■ **EXERCISE REQUIREMENTS**
Tally the lines of the data below that contain the string "fill", where case counts. Reply with the number alone.

___ THE INPUT

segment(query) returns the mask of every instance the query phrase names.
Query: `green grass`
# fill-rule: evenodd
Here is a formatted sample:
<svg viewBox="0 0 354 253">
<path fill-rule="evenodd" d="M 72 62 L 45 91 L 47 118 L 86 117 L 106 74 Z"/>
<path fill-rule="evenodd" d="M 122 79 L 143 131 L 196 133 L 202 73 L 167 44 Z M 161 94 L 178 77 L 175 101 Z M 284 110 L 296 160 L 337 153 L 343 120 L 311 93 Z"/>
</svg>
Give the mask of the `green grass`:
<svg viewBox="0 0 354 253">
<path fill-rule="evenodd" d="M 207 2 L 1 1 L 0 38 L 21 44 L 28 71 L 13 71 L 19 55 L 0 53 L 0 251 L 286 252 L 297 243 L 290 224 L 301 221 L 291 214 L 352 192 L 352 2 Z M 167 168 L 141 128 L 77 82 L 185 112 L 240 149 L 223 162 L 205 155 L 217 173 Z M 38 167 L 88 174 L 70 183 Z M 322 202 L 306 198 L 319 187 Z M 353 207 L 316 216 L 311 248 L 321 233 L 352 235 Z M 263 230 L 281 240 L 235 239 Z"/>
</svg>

______
___ THE INPUT

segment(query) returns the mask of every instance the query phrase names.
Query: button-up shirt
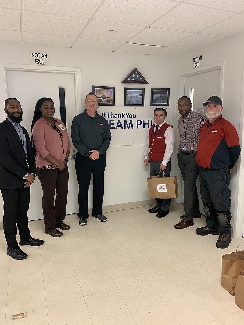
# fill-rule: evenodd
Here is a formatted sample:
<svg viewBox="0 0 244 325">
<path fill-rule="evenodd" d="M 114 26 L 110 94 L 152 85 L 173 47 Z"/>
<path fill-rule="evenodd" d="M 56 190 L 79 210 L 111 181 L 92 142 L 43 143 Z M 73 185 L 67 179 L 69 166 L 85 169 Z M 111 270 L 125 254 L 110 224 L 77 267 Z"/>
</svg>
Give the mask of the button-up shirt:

______

■ **SOLUTION FOR THIS TASK**
7